Copy word for word the line containing "the white bull" together with all lines following it to the end of the listing below, without the pictures.

(Image object location entries)
▼

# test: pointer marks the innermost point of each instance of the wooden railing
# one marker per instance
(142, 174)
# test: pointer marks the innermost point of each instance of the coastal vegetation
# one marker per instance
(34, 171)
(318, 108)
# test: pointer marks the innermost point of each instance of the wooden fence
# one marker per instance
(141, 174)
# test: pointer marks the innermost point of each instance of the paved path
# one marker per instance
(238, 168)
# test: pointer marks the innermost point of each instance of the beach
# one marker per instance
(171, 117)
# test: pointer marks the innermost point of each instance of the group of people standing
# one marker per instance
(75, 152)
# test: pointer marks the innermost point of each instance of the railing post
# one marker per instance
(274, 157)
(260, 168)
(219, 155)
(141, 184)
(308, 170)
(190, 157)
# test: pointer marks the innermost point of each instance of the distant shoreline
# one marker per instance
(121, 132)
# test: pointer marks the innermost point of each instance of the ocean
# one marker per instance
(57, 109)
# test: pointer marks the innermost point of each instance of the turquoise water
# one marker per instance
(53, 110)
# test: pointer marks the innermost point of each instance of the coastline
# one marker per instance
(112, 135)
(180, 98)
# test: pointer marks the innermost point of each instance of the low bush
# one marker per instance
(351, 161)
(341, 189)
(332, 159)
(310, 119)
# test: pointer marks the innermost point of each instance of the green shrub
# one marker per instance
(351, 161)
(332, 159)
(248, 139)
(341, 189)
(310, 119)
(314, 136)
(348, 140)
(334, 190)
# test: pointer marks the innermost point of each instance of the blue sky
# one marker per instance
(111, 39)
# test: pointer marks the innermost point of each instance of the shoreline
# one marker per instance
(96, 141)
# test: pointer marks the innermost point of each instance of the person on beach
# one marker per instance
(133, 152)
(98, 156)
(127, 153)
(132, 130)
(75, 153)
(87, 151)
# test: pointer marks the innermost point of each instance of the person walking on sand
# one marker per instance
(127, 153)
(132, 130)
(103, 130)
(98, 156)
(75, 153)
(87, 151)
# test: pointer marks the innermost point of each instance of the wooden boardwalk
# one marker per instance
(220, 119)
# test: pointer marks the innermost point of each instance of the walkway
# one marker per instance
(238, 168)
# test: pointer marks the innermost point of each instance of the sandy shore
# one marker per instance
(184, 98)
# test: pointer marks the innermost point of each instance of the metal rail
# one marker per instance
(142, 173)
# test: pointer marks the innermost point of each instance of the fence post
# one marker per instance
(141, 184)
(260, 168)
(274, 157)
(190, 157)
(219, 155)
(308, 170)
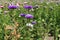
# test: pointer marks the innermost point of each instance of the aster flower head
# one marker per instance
(22, 14)
(1, 6)
(28, 16)
(12, 6)
(28, 7)
(29, 25)
(34, 22)
(36, 6)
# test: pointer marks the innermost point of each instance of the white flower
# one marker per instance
(29, 25)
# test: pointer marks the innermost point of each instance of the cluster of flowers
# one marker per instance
(28, 16)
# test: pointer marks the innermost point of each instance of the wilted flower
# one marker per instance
(22, 14)
(12, 6)
(34, 22)
(29, 25)
(28, 16)
(28, 7)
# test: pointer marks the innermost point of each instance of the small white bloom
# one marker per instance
(29, 25)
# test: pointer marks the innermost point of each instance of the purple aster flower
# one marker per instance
(28, 16)
(36, 6)
(12, 6)
(28, 7)
(23, 15)
(34, 22)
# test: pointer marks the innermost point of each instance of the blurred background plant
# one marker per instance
(29, 20)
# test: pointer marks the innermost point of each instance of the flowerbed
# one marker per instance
(29, 21)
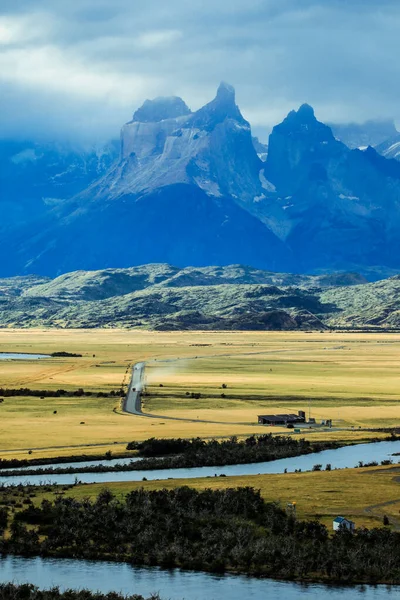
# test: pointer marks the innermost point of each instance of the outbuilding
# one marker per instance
(282, 420)
(343, 523)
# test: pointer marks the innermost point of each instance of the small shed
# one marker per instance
(343, 523)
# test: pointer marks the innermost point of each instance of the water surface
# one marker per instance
(345, 457)
(21, 356)
(173, 585)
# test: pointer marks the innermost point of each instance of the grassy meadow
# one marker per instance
(364, 495)
(352, 378)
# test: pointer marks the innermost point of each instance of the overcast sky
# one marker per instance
(81, 67)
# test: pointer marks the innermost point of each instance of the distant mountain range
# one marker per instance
(163, 297)
(195, 188)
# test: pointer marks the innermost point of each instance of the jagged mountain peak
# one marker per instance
(304, 123)
(222, 107)
(226, 92)
(160, 109)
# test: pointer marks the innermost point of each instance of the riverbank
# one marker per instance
(107, 577)
(173, 454)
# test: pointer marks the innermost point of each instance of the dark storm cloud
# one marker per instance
(80, 67)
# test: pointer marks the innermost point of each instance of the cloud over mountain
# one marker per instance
(78, 68)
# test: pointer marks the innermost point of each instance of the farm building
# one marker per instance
(341, 522)
(282, 419)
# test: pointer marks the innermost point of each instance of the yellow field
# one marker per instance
(364, 495)
(352, 378)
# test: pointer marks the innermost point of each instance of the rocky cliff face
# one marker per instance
(36, 177)
(189, 188)
(362, 135)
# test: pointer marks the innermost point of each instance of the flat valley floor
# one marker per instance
(352, 379)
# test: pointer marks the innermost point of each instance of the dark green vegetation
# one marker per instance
(78, 393)
(215, 298)
(211, 530)
(199, 453)
(64, 354)
(10, 591)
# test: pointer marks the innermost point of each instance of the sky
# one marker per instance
(77, 69)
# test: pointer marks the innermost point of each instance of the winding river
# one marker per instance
(346, 457)
(174, 584)
(21, 356)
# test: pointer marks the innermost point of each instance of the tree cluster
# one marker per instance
(27, 591)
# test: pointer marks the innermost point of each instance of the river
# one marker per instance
(173, 584)
(21, 356)
(345, 457)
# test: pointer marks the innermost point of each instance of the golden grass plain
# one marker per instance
(349, 377)
(364, 495)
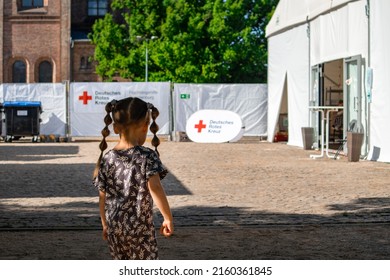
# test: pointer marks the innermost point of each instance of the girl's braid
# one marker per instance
(105, 133)
(154, 128)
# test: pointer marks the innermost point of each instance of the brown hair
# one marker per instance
(126, 112)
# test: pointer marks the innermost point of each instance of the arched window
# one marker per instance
(45, 72)
(82, 63)
(19, 72)
(32, 3)
(97, 8)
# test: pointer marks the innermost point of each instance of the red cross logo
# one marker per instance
(200, 126)
(85, 97)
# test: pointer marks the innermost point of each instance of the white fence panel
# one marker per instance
(249, 101)
(87, 102)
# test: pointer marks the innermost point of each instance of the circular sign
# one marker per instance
(214, 126)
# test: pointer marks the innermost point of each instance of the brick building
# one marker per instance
(46, 40)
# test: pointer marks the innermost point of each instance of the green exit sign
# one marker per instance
(184, 96)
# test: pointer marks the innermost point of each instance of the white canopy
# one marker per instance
(305, 33)
(290, 13)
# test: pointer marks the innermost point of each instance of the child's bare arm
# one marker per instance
(102, 200)
(161, 201)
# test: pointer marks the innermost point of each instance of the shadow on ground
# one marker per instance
(66, 225)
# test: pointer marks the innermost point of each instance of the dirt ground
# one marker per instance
(246, 200)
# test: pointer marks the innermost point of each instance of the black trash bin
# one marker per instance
(1, 120)
(22, 119)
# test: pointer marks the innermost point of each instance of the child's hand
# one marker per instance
(166, 229)
(104, 233)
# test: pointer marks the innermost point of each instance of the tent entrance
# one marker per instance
(338, 83)
(327, 90)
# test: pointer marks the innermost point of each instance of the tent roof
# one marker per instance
(290, 13)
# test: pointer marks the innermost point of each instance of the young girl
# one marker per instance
(128, 179)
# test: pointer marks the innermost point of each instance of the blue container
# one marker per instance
(22, 118)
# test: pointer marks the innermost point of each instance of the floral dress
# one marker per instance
(123, 176)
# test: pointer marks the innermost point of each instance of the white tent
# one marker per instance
(321, 51)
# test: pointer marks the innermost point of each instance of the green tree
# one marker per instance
(195, 41)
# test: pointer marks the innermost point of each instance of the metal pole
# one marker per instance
(146, 62)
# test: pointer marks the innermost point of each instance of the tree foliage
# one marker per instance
(194, 41)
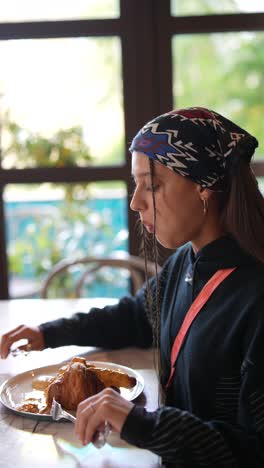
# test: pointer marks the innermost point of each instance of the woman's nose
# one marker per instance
(136, 203)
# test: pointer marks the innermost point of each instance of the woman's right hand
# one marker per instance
(33, 334)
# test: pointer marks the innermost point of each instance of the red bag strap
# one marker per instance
(193, 311)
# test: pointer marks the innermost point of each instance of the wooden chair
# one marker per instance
(134, 265)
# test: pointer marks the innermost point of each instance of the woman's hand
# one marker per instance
(92, 413)
(32, 334)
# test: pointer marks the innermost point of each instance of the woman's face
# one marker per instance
(179, 207)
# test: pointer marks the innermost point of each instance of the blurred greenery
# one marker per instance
(26, 148)
(223, 72)
(69, 230)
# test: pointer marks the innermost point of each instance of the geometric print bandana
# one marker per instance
(196, 143)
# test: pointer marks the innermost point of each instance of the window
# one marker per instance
(87, 75)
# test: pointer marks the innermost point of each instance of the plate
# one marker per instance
(15, 390)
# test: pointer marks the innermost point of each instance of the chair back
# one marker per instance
(134, 265)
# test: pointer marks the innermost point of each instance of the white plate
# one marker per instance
(15, 390)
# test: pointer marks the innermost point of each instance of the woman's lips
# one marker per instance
(149, 227)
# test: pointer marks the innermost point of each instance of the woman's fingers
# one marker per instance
(106, 406)
(32, 334)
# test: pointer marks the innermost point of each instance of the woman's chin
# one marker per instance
(170, 244)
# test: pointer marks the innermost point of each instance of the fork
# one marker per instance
(57, 412)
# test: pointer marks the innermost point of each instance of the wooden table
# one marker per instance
(25, 442)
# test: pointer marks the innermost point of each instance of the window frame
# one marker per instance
(146, 48)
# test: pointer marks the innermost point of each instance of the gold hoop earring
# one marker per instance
(205, 205)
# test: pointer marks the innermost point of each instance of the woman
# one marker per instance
(195, 192)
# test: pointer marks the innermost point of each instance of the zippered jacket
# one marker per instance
(213, 415)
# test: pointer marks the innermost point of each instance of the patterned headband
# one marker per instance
(196, 143)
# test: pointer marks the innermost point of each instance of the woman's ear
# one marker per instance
(204, 193)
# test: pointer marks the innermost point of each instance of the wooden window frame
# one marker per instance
(145, 28)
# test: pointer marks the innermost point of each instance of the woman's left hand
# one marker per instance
(92, 413)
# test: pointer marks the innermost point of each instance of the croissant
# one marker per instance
(80, 380)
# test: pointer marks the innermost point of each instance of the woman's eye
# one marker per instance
(153, 188)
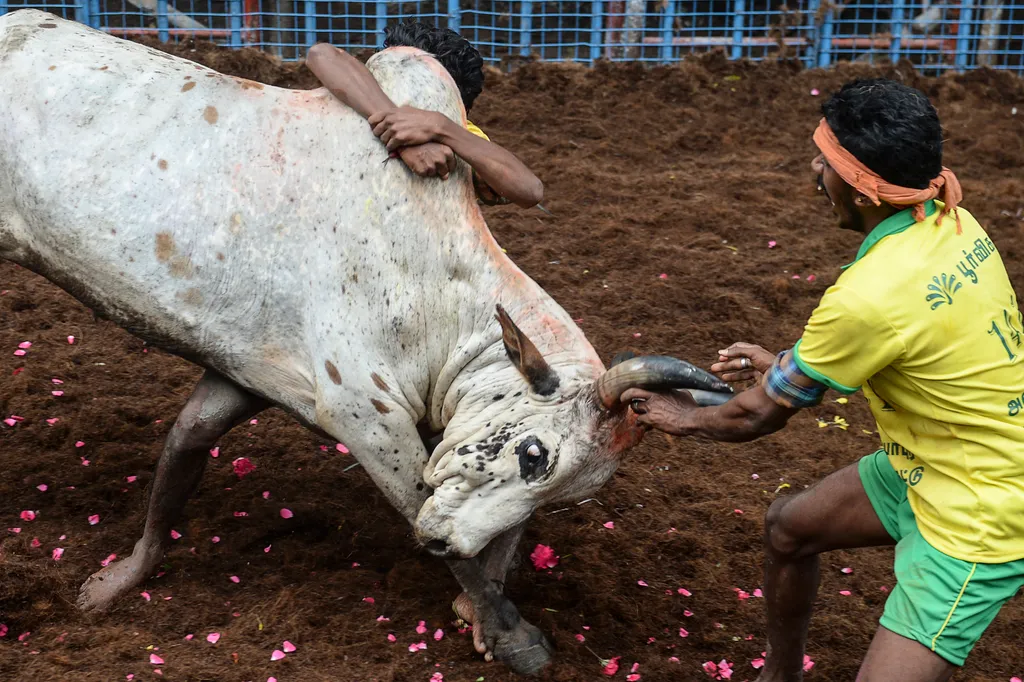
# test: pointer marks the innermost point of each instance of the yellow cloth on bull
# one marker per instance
(926, 321)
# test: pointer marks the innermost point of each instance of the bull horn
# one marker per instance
(655, 373)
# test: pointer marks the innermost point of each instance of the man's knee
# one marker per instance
(782, 536)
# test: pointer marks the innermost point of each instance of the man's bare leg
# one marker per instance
(214, 408)
(895, 658)
(833, 514)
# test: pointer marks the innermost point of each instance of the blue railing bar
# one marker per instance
(310, 22)
(964, 34)
(737, 29)
(236, 7)
(455, 16)
(811, 59)
(381, 22)
(897, 30)
(81, 10)
(668, 19)
(162, 25)
(525, 26)
(596, 22)
(824, 39)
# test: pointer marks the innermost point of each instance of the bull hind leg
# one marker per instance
(215, 407)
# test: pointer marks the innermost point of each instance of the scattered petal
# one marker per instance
(243, 467)
(544, 557)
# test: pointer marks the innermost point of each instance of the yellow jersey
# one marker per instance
(926, 322)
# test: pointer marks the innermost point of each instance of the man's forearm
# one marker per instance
(748, 417)
(494, 164)
(347, 79)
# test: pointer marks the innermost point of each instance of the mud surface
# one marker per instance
(666, 186)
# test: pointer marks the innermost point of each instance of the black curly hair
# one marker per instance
(891, 128)
(456, 53)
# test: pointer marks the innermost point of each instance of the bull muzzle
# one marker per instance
(660, 373)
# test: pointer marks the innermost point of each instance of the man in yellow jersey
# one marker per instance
(427, 141)
(926, 323)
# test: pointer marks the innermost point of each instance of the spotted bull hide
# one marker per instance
(261, 233)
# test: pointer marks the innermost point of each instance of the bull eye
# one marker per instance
(532, 460)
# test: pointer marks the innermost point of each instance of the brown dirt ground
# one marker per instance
(687, 170)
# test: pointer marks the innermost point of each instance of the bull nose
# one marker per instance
(440, 549)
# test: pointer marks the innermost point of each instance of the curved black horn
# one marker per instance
(655, 373)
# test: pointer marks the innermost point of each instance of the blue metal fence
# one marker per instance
(935, 35)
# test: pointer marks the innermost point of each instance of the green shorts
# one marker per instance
(942, 602)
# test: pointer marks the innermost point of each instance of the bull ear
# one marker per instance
(525, 356)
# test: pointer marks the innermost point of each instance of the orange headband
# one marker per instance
(863, 179)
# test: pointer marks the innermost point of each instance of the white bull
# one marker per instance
(258, 232)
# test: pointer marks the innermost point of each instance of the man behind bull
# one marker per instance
(926, 322)
(427, 141)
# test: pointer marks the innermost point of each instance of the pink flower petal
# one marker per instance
(544, 557)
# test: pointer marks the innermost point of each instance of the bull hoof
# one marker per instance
(525, 650)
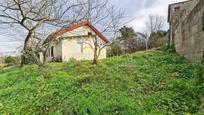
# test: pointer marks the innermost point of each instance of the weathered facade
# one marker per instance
(186, 28)
(75, 42)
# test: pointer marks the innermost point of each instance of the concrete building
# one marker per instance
(186, 20)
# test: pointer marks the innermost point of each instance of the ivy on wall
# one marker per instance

▲

■ Correct output
# test: pointer marks the innermost point of each instance of the white bull
# one marker per instance
(258, 232)
# test: pointer marks the innermost point of each instance of the man behind bull
# one marker per instance
(926, 322)
(427, 141)
# test: pointer marks the innermost point of each instance of the pink flower petal
# one marker per instance
(544, 557)
# test: pointer marks the innermost point of each instance of the bull hoof
# one marker per instance
(525, 650)
# test: pointer marks the innermost point of each instance of the weathered facade
# one marker per instance
(186, 28)
(75, 42)
# test: pointer marks the innermost point of each instance of the concrete building
# one marker per instance
(186, 20)
# test: pointer marks the innermost point of each instance of the ivy on wall
# one marker per instance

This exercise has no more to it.